» PROBLEM TO WORK ON
Return the entries below word for word. No picture belongs in the copy.
### GIVEN DATA
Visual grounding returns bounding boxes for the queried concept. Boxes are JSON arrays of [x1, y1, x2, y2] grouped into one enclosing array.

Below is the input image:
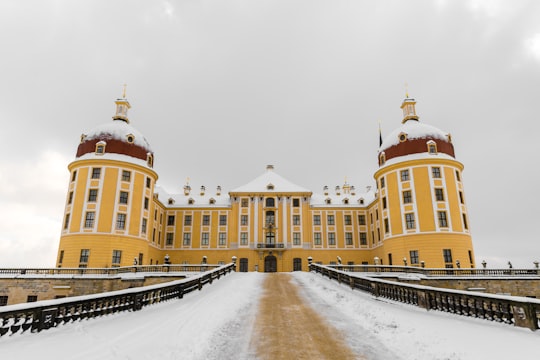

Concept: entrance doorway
[[264, 255, 277, 272], [239, 258, 248, 272], [293, 258, 302, 271]]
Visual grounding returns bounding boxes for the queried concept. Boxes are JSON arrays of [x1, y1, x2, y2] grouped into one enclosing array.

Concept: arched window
[[265, 197, 275, 207]]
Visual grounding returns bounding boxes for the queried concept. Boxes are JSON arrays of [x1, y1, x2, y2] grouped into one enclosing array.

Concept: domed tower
[[373, 95, 475, 268], [56, 91, 158, 268]]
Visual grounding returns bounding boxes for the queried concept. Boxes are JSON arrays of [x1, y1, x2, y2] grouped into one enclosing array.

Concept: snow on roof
######
» THE ANSWER
Visual grounding returns bounding boxes for the queried concept. Boxes are JSON arrays of [x1, y1, x2, y2] grouped into one enclosing array.

Below is the input image:

Concept: entrance doorway
[[264, 255, 277, 272], [239, 258, 248, 272], [293, 258, 302, 271]]
Visual grounding returns bounding boxes for the queried concept. Boxes are JSON arrays of [x1, y1, x2, y2] grouped into one enclosing array.

Concept: arched window
[[265, 197, 275, 207]]
Visual grounding returns bounding boxes for the queried concept. Boxes are JSON arrays of [x1, y1, x2, y2] grouped into one enclosing array.

Concept: domed tower
[[373, 95, 475, 268], [56, 91, 158, 268]]
Visual grounding returns bounding boxes for the queried concept. Boxes are JSON arrays of [x1, y1, x2, y2] grouped into one enclosing array.

Concept: snow on roof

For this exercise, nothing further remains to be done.